*** Opening Record extracts ***
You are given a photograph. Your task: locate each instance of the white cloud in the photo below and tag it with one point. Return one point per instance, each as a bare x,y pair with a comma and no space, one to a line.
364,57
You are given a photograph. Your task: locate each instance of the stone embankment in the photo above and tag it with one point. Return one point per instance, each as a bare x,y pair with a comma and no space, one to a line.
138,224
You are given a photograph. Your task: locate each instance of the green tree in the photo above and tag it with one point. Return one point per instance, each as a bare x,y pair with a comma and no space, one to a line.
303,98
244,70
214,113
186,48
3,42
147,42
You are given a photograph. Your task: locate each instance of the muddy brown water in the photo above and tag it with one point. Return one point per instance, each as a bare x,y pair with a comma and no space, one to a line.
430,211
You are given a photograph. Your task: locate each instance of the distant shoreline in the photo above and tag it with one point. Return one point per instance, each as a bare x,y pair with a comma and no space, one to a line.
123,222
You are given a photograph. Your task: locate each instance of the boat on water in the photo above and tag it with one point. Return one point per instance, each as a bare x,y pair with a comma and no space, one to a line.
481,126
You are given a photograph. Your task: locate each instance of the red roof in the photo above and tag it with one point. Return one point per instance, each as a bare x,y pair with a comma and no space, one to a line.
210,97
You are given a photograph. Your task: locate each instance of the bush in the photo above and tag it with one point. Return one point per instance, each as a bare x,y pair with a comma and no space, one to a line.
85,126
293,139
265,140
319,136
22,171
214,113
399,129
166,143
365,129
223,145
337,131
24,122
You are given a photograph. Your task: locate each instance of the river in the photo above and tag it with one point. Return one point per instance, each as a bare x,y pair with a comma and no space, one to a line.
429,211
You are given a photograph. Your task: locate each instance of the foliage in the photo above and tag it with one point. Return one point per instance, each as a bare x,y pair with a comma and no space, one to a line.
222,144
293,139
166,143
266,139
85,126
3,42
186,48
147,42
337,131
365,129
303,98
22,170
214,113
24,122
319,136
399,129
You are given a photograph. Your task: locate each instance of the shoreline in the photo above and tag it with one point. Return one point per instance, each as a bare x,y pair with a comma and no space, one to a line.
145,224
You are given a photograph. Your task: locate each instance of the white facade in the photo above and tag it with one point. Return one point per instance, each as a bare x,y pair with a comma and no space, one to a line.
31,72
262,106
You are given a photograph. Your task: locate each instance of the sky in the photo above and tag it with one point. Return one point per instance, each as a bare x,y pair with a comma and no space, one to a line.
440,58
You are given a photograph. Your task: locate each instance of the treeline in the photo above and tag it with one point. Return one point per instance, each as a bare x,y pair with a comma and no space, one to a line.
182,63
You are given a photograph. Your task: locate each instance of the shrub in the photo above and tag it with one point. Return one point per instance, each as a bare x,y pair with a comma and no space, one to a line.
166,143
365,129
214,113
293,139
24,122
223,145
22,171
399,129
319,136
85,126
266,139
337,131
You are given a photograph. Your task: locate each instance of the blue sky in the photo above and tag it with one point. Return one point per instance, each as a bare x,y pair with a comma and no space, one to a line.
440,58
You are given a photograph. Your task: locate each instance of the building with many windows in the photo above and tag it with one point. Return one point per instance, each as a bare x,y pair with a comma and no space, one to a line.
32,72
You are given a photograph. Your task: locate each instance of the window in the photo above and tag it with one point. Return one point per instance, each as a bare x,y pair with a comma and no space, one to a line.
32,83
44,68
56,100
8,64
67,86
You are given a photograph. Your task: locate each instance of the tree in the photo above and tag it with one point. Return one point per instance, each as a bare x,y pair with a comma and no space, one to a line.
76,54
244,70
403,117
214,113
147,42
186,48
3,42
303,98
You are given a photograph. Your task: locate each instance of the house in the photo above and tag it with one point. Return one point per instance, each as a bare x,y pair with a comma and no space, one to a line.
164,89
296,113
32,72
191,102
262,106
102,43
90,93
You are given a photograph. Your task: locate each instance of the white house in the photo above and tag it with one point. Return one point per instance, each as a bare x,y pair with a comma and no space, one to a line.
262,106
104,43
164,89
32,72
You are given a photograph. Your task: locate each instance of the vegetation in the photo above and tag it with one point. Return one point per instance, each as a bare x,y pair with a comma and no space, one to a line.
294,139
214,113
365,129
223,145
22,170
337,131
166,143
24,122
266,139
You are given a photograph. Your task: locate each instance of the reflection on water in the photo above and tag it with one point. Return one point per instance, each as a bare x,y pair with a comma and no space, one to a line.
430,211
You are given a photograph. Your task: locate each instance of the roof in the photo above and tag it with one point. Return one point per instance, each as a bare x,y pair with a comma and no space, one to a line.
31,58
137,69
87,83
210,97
*** Closing Record extracts ***
What to work on: When you output the entries, keep every line exactly as it appears above.

Reply to the exercise:
You are given a photograph. Your task: locate each instance of the white cloud in the photo below and tag it with one point. Return one point per instance, each as a bare x,y pair with a comma and no space, one to a line.
364,57
You are given a photograph. Your task: locate each instance of the stone embankment in the photo above and tag it with one point. Return one point per instance, each as a bare x,y pair with a comma and no space, one to a line.
138,224
You are given a photograph. Your task: locate each instance of the green tree in the photo above and tag it with one point. Return one point per instance, each as a bare x,y pair with a comma and no space, one to a line.
303,98
244,70
214,113
186,48
3,42
147,42
You are given a photograph. Your task: locate each instance of the muddy brown water in the photo above and tag it with one point. Return one point per instance, each as a bare x,y pair with a comma and no space, one to a line.
430,211
You are given a photograph. Your task: locate each instance of the distant shoreline in the photo above and tag it with one point. Return one point per instance, each as a bare x,y pair with a comma and no space, one to a line.
123,222
You are given a photograph. Your task: locate each instance of the boat on water in the photo above and tag it with one point. Return one point per instance, each as a bare x,y pair with a comma and no space, one to a line.
481,126
You are given a photograph. Your task: locate each instance of the red roof in the photo above and tag it with one point. Return one point per instance, each as a bare x,y pair with a comma and no space, one to a line.
210,97
You are given a photograph. Your task: locate each instance of the bush in the photo above and tag it with one point. Return one point per instance, each as a bare x,y pair with a comma and no space, one to a line.
85,126
293,139
265,140
319,136
22,171
214,113
399,129
166,143
365,129
223,145
337,131
24,122
You are given a photograph. Your task: locate each instance of the river in the photo above and tag it with one point. Return one point per instance, each as a bare x,y pair with a comma and no space, one to a line.
429,211
You are given a photograph. Your task: locate each instance of the foliage in the photo above and tag it with one point. Return one point per instance, each as a bare x,y pair with a comma and no space, one to a line.
222,144
293,139
166,143
266,139
85,126
3,42
186,48
147,42
337,131
365,129
303,98
22,170
214,113
24,122
319,136
399,129
You are given a photograph. Your task: locate each instance of the shoreline in the photo above and tag it with one point. Return one point per instance, each as a bare x,y pair with a comma and no space, one to a line.
145,224
You are given a photograph. Your task: locate each instance of the white facade in the photo above and tag it with one point. Return one point per instance, each as a bare x,y pair with a comma and no space, one to a line.
31,72
262,106
You are given a photograph. Your task: locate each instance of the sky in the photo above and tag it with one point. Return one point per instance, each as a bare x,y pair with a comma and no space, one to a line.
440,58
You are given a photograph. Your task: locate each instance of the treeline in the photo above and tag it with one point. Return one point per instance, each as a bare x,y pair with a comma and no space, one to a line.
182,63
You are given a photograph. Your task: locate each instance of the shrub in the photo above and tag it with one point. Return one point per instance, each as a bare x,y pair with a comma and no space, one to a line.
166,143
365,129
214,113
293,139
24,122
223,145
22,171
399,129
319,136
85,126
266,139
337,131
You are given a photograph. Your task: locate each instance of the blue sky in the photo above and tag it with one point. Return one point per instance, each as a bare x,y pair with a comma and no space, one to a line.
440,58
You are given a photograph. Your task: locate each instance of the building with many windows in the photo above and tag it with one point. Return one point per instance, each as a bare x,y pair with a comma and no space, one to a line.
32,72
You are given a photograph. Your task: locate each instance of the window in the photo above and tag it with one point. Return one point per instance, each as a bare x,y pair with a comma and no space, one to a line.
32,83
44,68
56,100
8,64
67,86
You are given a photograph. Your task: locate each instance of the tree in the photo above and tag it with one point. Return one point per instance, each as a bare x,y pair with a comma and no space, one to a line.
76,54
244,70
403,117
214,113
147,42
186,48
3,42
303,98
You are given a photograph. Your task: locate each instance of the house in the photo above and tag it with one point. Return one point per instance, each as a bare x,y pair with a comma and no space, one to a line.
164,89
296,113
32,72
191,102
262,106
102,43
90,93
You are given a photograph. Your task: locate each instance of the white house in the photo above and tag it with one point. Return one point per instance, each as a bare x,y pair with a comma and no space, one to a line.
262,106
104,43
164,89
32,72
You are given a photograph. Your task: locate each instance of the vegetation in the photo above and tag it with one point. Return one point per instance, each as a bare x,y pair with a comma and no space, one to a line.
294,139
214,113
365,129
223,145
22,170
337,131
166,143
24,122
266,139
You are given a photograph. Your task: locate each instance of the reflection on water in the photo above and tag it with one point. Return one point per instance, each as a bare x,y pair with a comma and no space, one to a line.
430,211
You are given a photograph. Your task: locate each instance of the roof in the photo above and tag it with one point. Return one point per instance, each as a bare x,y pair with a comma and no space, one to a line.
31,58
137,69
87,83
210,97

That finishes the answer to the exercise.